[Start Passage]
Despite the headlines "Housing Sales UP" year over year sales were moderately worse. I think you may have been the only voice in the media that even alluded to that Scott - congrats.
Amazing how most people still don't get that year over year is what matters in a cyclical market. Though cynically, I think we'll be hearing a lot about year over year when july numbers start to plummet - as is normal.
And also ignored is that while sales were up, prices are down. For most people, price is what matters. Selling your house quickly at a massive loss is not exactly cause for celebration for most.
Fred is correct. The mass affluent "McMansion" market is already getting crushed. Buyers in this segment continue to disappear because ridiculously loose jumbo credit-- which in years past enabled buyers to make purchases grossly beyond their means and inflated home prices to absurd levels-- has completely evaporated. Prices will continue to fall to levels supported by incomes and responsible lending standards. Welcome to the new normal.
we haven't seen anything yet, especially in the Boston area...
Lets look at an avg couple age 30... Prolly make between $100k - $130k in the Greater Boston Market. 3.5 times = $350k -$455k that is with 20% as a down payment. TRUST ME 95% of couples this age group do not have anywhere near $70k - $90k in cash for a DP. its more like they have 3.5% - 5% for a DP proved by the enormous percentage in FHA loans. so subtract 60-80k off those prices and you get $290k - $350k as the price range for young couples in Boston to be buying in.
We have a lot more price corrections coming.
Excellent data Lama!
Heres your answer:
http://www.youtube.com/watch?v=iUuROWEMjm0
Note these are all "Prime" mortgages.
just did a quick look/see on where the soldiers and sailors were being filed in middlesex and suffolk counties. the notion that the the middle up towns are a significant source of the petitions really isn't supported. here are the # of petitions i found recorded in each town since april '08 - july '08 and april '09 - july '09.
2008 2009
chelsea 6 - 16
everett 63 - 51
malden 72 - 51
revere 104 - 59
arlington 3 - 3
burlington 7 - 5
groton 5 - 2
hopkinton 12 - 8
littleton 3 - 4
medford 36 - 36
natick 13 - 10
north reading 6 - 6
somerville 30 - 27
stoneham 12 - 8
wakefield 17- 9
acton 7 - 8
belmont 3 - 4
boxborough 4 - 4
concord 4 - 4
lexington 5 - 4
lincoln 1 - 0
newton 18 - 13
sherborn 0 - 0
sudbury 2 - 5
wayland 1 - 5
weston 4 - 4
winchester 2 - 9
Bloggers, writers of R.E. articles and readers, EVERYONE, please remember to keep in mind that for several years, the National Association of Realtors and your State Association of Realtors continue to revise and revise and revise down the seasonal and yearly forecast for the number of homes they say will sell.
When these continually revised and lower numbers are then reached, writers and reporters who are not in the Real Estate industry, together with those who are and the many people whose income depends on spinning any and all news and numbers in a positive way, shout from the roof tops that "the numbers have increased", blah blah blah. The dead cat bounce.
There may be higher sales one month over the prior month, but these numbers were revised downwards and more importantly, the prices for homes continue to slip. That is important.
What is also important - and I haven't seen any news to the contrary - there is a huge "shadow" inventory of foreclosed and short sale homes going to hit the market here and throughout the U.S. No one can deny that. Economics 101. Without rising employment and rising salaries, there is no and will be no home stabilization.
[End Passage]
To be done
[a] Answer each question from the housing-market comments above.
(i) What yearly income range does one commenter give for an average couple age 30 in the Greater Boston market?
(ii) How many petitions were recorded in revere in 2008 and in 2009?
(iii) Which organizations are said to keep revising down their forecasts of home sales?
[b] Write a few more sentences that carry on the housing-market comments above from their final sentence.
[Start Entries shown]
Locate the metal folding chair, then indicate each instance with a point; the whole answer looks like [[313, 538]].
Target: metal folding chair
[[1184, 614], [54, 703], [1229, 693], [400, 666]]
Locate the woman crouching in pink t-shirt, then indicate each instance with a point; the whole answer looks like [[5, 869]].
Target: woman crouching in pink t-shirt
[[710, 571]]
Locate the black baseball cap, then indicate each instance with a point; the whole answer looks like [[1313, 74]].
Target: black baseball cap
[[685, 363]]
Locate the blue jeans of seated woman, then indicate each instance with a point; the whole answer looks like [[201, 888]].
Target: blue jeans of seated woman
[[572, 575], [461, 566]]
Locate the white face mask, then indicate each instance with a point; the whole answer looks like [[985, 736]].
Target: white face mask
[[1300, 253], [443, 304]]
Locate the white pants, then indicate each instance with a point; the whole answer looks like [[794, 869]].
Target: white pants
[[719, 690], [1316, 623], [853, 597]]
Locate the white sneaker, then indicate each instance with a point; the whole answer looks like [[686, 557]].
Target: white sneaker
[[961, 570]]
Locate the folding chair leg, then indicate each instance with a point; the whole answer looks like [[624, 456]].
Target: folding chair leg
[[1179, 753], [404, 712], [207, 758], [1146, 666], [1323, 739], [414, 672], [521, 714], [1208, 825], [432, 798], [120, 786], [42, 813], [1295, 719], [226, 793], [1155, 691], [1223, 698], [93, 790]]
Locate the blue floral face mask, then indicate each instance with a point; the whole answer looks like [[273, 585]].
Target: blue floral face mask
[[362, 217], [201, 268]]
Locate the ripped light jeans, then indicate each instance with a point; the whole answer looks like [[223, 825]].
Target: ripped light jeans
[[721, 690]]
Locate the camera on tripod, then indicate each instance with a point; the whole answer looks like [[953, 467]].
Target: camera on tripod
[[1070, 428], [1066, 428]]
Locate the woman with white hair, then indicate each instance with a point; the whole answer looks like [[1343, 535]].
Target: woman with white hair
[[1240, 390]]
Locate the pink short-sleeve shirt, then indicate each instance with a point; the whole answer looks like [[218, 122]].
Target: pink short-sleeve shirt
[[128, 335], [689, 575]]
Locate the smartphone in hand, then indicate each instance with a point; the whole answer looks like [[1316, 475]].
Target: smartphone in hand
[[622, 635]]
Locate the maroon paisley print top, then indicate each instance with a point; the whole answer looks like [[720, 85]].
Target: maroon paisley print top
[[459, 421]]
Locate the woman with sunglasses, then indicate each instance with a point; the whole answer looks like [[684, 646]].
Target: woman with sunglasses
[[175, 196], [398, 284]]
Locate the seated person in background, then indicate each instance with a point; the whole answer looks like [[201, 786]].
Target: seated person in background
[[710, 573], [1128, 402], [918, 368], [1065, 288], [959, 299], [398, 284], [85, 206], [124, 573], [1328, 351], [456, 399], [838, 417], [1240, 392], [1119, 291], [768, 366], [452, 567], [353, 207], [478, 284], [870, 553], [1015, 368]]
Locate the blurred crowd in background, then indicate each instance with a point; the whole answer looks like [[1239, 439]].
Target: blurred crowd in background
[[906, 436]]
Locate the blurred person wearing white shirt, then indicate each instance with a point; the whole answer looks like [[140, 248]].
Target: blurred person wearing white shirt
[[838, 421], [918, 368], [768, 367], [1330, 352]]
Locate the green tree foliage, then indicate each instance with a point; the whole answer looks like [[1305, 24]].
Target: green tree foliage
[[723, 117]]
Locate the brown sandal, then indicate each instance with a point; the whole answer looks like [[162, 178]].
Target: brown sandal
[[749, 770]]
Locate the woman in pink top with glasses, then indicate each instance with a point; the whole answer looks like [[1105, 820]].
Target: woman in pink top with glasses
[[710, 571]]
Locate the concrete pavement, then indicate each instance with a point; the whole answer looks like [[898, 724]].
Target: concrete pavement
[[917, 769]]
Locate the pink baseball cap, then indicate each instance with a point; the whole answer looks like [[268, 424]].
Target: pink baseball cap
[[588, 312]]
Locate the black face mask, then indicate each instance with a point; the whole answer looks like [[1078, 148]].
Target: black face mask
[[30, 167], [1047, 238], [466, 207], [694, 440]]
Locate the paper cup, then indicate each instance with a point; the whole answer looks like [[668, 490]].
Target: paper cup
[End Entries shown]
The results
[a]
(i) $100k - $130k
(ii) 104 in 2008 and 59 in 2009
(iii) The National Association of Realtors and the State Association of Realtors

[b]
People jumped into the bubble and are now losing money if they need to sell. Just as many of us bought stock in Sun Micro at $80.00 and after 10 years it is still around $9.00. I need to sell this stock. Anyone want to buy it from me at $81.00 so that I can break even after paying my stockbroker! Sorry. I sound like more home sellers still in denial and living in fantasy land.
Thank you, one and all, for speaking the truth. This is the only place I can come to find out what's REALLY going on in real estate. Your knowledge & numbers are much appreciated!
The FDIC shutdown 7 banks last night, many, many more to come. One could easily follow this number as a leading indicator for the rate and volume of bank REO soon to be unloaded to the market....
@ Matt - The average couple age 30 is not typically the owner or buyer of a high end home. You have HH incomes in the $200K range or higher and it is a second home purchase. So let's be realistic on what market we are talking about. If you are a FTB with $100K in HH income with only $15K and want that $1M home, prices are never going to drop low enough for you to buy it.
@ still waiting - I think you also need to factor in #homes as towns are different sizes.
For the drop in foreclosure numbers from last year, everyone talks about the government intervention - which is a valid point. On that same note, if you have been following, the bail out attention is now being focused on those that are in crisis due to job loss. The government will continue to intervene and maintain "artificial" prices. it is what they do. So if you think the market will tank again through natural market forces and you'll scoop that high end home, think again. Obama is doing everything he can to see that this isn't going to happen - even if that means the country is mortgaged for the next 100 years.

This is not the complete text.